| Exercise prompt |
Extend the study deck on electric force and field below with the next few items, starting after its last one.

| Quoted passage |
Deck 16: Electric Force and Field

Describe the cell membrane modelled by electrically charged plates.

Consider two electric dipoles in empty space. Each dipole has zero net charge. Does an electric force act between the dipoles even though their net charge is zero? Explain.

Explain what is meant by a "neutral atom," a "positively charged ion," and a "negatively charged ion."

Freezing occurs when hydrogen bonds between water molecules begin to form.

Ions in a salt can be modelled with an electric dipole system.

Cell membranes can be modelled with two charged plates separated at a distance equal to the thickness of the membrane.

The temperature of water must be above a threshold value before any hydrogen bonds are broken.

All atomic particles carry an electric charge, either positive or negative.

When a third charge q₀ is inserted on the line between two charges, Q₁ and Q₂, each having the same sign, the position at which q₀ is in equilibrium between Q₁ and Q₂ does not depend on the sign or magnitude of q₀.

The reason symmetric molecules CH₄ and SiH₄ have very low boiling temperatures is that they have no dipole moment.

Show that a dipole placed in a uniform electric field, with its axis making an angle to the direction of the field, will experience a restoring torque tending to align the dipole with the field.

| Data for analysis |
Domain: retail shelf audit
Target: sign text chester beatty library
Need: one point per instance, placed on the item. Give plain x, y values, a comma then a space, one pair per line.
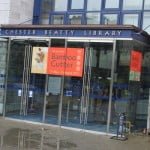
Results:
58, 61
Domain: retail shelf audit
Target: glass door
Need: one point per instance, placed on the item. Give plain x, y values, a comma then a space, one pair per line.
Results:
25, 90
53, 90
86, 99
98, 95
74, 92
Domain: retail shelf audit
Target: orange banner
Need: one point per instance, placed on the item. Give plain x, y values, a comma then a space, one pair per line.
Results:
65, 61
136, 61
39, 60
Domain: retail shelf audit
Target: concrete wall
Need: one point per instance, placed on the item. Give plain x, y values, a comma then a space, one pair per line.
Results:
4, 11
16, 11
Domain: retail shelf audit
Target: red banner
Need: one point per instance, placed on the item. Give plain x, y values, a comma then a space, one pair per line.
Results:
65, 61
136, 61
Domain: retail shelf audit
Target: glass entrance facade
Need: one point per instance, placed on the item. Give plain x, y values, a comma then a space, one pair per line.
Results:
90, 102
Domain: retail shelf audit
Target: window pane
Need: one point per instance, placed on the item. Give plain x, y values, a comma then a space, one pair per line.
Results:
77, 4
147, 4
112, 4
93, 5
131, 19
61, 5
75, 19
110, 19
93, 18
132, 4
146, 23
57, 19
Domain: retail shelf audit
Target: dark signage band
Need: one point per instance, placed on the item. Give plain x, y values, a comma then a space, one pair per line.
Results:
66, 33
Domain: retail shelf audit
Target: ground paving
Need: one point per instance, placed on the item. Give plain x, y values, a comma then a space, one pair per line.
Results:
16, 135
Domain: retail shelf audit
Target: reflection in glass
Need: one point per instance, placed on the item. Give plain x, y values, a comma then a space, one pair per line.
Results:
46, 8
57, 19
75, 19
77, 4
132, 5
61, 5
110, 19
131, 19
93, 18
112, 4
147, 4
146, 22
93, 5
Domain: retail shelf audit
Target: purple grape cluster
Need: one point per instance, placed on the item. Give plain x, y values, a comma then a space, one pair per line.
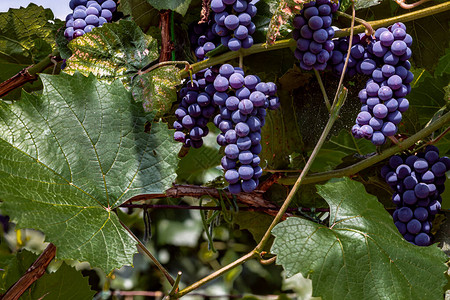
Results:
196, 109
203, 39
313, 33
233, 22
242, 102
87, 15
383, 100
418, 181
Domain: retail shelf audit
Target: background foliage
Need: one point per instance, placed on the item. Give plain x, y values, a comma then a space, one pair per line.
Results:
65, 145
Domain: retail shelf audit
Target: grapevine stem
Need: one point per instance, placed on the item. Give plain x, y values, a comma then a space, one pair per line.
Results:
368, 162
339, 99
241, 61
196, 285
404, 5
165, 63
282, 44
176, 284
268, 261
369, 28
150, 255
324, 92
334, 115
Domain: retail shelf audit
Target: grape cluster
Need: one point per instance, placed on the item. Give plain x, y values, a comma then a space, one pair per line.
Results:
196, 109
242, 102
418, 181
87, 15
383, 100
233, 22
313, 33
202, 39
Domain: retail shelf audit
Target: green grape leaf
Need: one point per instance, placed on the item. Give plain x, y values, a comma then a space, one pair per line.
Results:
65, 283
156, 89
255, 222
200, 165
180, 6
72, 155
361, 255
337, 148
113, 51
141, 11
15, 267
444, 64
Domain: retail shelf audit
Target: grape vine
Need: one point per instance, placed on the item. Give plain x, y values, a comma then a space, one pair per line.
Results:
227, 98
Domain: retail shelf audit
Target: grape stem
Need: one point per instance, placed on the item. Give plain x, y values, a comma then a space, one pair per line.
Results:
404, 5
268, 261
322, 88
341, 96
282, 44
394, 140
149, 254
368, 162
369, 28
176, 284
166, 63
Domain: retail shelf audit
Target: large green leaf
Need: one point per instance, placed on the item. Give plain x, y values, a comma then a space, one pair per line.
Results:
113, 51
71, 156
361, 255
65, 283
180, 6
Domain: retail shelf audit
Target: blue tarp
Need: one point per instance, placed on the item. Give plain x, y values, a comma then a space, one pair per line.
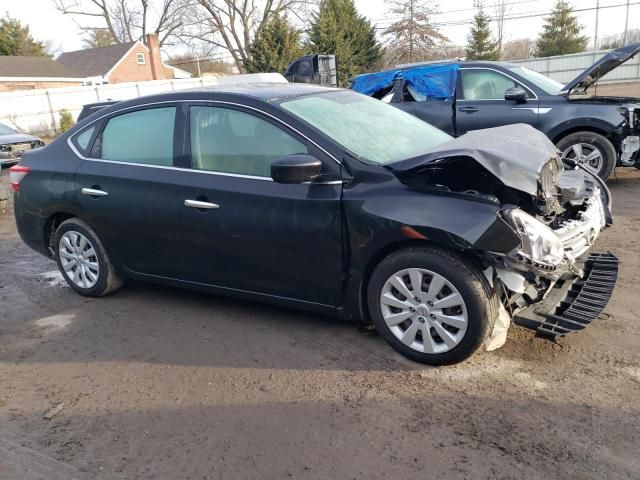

| Output of the task |
Rubber rods charged by rubbing with cat fur repel each other. Glass rods charged by rubbing with silk repel each other. A rubber rod and a glass rod charged respectively as above attract each other. A possible explanation is that all rubber rods always have an excess of positive charge on them.

Describe how, experimentally, you could distinguish a gravitational from an electric field.

Discuss the similarities and differences between Newton's law of gravitation and Coulomb's law.

Two charged particles exert an electric force on each other, according to Coulomb's law. What relationship do these forces have to each other? Discuss in terms of Newton's third law.

Figure 16.1 Electric dipole model for the water molecule.
In the water molecule (Fig. 16.1), the electric field at the midpoint, P₂, between the hydrogen atoms is directed away from the oxygen molecule.

If an electron beam enters a region of electric field pointing upward, the beam will be bent downward in a vertical plane.

In an electric field, the dipole axes of polar molecules align with the field so that the positively charged end points in the direction of the field.

The electric field in the vicinity of a collection of charges, all of the same sign, can never vanish.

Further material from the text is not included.